● **What to work on**
Format as a numbered list the part of the stored entries below that opens with the line containing "fan downrod in" and runs through the end of the records, leaving out any blank lines.

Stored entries
......

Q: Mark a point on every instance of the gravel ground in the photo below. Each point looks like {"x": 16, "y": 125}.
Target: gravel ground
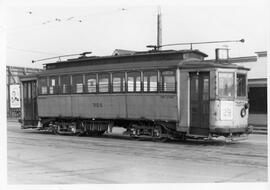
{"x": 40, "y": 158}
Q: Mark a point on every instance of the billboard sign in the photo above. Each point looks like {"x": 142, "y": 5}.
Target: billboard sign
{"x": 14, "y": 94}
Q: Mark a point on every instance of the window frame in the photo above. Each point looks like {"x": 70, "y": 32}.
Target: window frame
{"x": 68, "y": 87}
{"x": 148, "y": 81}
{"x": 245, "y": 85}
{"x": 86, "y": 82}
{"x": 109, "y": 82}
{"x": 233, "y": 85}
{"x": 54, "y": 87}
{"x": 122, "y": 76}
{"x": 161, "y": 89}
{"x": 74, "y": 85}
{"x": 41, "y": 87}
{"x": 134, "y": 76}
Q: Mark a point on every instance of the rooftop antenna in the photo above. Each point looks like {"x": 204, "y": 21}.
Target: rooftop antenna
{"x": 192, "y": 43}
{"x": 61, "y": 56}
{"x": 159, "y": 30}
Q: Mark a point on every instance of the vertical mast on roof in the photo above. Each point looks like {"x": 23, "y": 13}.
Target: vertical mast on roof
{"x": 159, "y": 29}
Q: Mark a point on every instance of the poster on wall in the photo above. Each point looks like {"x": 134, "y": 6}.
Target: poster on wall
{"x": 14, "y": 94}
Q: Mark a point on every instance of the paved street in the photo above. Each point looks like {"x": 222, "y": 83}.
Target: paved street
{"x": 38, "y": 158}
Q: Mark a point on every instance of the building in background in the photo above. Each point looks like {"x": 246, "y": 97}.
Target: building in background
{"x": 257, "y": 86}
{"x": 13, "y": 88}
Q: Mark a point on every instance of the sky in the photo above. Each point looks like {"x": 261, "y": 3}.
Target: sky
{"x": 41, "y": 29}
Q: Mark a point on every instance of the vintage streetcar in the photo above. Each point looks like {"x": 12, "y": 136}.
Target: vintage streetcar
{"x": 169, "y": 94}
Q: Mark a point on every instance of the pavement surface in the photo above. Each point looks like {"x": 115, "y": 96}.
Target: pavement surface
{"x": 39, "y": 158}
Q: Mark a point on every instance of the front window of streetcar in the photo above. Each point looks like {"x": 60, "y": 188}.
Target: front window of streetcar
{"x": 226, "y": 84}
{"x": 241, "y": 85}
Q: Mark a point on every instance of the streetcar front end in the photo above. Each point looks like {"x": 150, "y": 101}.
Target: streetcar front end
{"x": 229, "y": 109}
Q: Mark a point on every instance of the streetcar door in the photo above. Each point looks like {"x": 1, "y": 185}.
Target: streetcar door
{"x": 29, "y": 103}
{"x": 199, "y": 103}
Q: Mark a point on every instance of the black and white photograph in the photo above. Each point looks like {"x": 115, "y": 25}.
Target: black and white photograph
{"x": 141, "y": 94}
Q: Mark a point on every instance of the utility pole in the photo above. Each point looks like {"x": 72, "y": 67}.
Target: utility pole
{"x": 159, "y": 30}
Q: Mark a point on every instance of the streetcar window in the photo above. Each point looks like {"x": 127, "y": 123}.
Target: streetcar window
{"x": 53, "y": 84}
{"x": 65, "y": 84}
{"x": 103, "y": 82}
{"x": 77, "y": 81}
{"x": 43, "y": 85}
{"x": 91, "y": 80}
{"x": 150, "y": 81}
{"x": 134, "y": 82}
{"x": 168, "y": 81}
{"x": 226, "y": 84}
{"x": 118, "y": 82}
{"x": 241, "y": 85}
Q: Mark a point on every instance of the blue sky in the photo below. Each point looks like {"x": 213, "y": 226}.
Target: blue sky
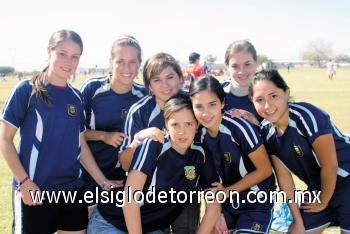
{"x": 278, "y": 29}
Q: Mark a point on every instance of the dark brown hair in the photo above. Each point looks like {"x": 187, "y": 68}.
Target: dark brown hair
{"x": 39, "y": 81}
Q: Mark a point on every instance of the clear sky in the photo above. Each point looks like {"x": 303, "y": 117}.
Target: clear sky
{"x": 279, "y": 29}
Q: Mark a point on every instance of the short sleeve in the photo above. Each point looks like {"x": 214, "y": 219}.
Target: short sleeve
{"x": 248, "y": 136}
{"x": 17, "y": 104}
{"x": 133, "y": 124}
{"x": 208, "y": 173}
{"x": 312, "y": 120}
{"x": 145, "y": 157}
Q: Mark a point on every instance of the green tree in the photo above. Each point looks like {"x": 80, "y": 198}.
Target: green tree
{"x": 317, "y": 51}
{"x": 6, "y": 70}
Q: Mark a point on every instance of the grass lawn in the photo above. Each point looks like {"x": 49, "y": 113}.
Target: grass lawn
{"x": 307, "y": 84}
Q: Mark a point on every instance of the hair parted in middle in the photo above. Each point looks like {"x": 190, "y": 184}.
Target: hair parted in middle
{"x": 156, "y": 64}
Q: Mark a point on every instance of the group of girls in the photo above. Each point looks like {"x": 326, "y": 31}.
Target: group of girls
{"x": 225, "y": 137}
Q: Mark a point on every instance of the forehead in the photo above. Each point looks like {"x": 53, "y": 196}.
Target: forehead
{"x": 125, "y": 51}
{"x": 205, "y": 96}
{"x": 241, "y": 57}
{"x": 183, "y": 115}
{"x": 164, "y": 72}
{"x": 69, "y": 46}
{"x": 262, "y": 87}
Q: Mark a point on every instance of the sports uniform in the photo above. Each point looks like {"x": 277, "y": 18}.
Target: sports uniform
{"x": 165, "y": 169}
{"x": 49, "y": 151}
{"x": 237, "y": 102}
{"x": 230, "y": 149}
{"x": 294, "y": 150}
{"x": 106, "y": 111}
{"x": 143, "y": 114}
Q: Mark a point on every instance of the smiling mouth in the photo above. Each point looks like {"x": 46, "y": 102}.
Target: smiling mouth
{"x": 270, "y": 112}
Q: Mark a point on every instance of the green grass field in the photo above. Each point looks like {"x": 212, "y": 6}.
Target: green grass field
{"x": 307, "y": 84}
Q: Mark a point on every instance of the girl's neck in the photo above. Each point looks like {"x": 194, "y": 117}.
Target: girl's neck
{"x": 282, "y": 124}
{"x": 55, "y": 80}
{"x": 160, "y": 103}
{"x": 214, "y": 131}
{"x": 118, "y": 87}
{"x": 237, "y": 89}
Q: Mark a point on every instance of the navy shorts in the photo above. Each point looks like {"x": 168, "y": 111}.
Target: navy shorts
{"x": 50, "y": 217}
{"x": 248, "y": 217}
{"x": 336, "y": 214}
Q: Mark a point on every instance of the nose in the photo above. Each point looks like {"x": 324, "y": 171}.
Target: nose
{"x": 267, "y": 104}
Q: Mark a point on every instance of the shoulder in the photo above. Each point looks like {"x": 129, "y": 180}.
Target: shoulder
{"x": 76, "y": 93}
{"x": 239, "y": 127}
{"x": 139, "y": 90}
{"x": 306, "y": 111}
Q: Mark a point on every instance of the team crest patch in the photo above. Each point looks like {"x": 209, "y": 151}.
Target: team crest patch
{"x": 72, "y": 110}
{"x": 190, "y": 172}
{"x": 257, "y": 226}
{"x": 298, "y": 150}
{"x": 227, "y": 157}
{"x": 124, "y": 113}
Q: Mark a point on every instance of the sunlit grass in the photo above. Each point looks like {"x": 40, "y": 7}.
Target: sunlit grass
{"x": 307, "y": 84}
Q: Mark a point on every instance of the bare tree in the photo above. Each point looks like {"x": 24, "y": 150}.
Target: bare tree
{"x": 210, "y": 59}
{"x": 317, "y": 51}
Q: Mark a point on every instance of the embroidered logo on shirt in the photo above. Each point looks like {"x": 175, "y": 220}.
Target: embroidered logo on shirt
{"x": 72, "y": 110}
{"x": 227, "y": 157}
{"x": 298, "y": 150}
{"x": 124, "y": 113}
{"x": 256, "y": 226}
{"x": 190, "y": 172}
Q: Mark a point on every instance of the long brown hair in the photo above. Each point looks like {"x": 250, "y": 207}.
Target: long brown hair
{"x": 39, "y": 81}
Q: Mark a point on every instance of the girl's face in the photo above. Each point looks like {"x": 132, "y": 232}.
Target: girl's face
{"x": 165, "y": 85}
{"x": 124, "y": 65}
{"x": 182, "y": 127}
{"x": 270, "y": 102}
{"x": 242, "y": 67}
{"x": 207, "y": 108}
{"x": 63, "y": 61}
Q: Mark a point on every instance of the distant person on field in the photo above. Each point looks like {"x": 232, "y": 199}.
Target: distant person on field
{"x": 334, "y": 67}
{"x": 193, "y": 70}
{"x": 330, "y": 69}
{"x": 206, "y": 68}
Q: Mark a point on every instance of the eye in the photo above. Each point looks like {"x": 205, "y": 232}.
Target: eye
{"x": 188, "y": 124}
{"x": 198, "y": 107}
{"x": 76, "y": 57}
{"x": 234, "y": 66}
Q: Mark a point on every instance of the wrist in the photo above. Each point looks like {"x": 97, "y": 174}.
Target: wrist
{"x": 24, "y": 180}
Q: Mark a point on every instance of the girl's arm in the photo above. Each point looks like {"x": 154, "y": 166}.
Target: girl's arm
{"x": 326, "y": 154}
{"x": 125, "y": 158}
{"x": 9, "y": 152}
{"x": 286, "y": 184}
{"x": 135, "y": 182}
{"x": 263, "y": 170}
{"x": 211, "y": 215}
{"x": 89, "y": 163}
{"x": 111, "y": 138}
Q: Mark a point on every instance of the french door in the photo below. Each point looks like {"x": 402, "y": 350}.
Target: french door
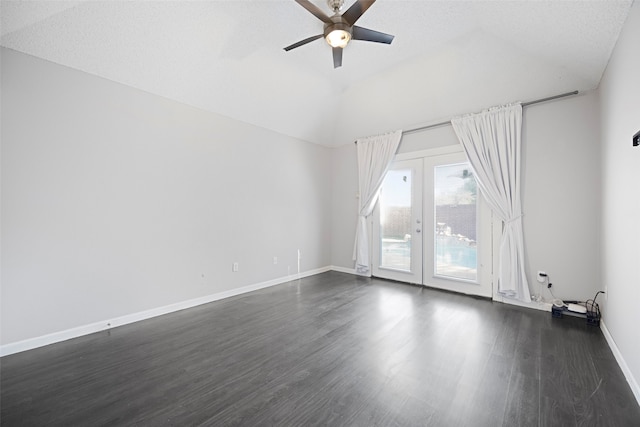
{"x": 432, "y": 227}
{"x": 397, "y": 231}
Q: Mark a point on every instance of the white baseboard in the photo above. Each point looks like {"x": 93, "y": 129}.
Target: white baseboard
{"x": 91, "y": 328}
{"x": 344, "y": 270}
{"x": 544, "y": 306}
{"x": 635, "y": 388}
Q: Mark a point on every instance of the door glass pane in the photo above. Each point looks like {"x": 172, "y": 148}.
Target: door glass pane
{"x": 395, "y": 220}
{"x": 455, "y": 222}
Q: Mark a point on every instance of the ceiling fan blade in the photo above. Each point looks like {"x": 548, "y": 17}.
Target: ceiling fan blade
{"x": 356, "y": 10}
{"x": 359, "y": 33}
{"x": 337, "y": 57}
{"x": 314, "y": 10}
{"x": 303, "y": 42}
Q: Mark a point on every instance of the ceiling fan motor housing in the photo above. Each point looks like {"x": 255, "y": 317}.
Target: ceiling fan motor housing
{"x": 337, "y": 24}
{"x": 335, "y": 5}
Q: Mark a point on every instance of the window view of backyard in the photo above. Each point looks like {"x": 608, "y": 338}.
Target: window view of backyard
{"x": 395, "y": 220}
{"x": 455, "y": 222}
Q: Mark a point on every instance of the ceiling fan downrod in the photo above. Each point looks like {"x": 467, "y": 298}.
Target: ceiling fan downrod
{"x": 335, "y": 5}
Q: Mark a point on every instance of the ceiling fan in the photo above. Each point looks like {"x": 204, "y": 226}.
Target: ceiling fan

......

● **Written reply**
1. Q: Mark a point on every instance of the ceiling fan downrod in the photo above. Each point looks like {"x": 467, "y": 298}.
2. Target: ceiling fan downrod
3. {"x": 335, "y": 5}
4. Q: Mark a point on every instance of the ceiling fan in the photo above. Each point looks like {"x": 204, "y": 226}.
5. Target: ceiling fan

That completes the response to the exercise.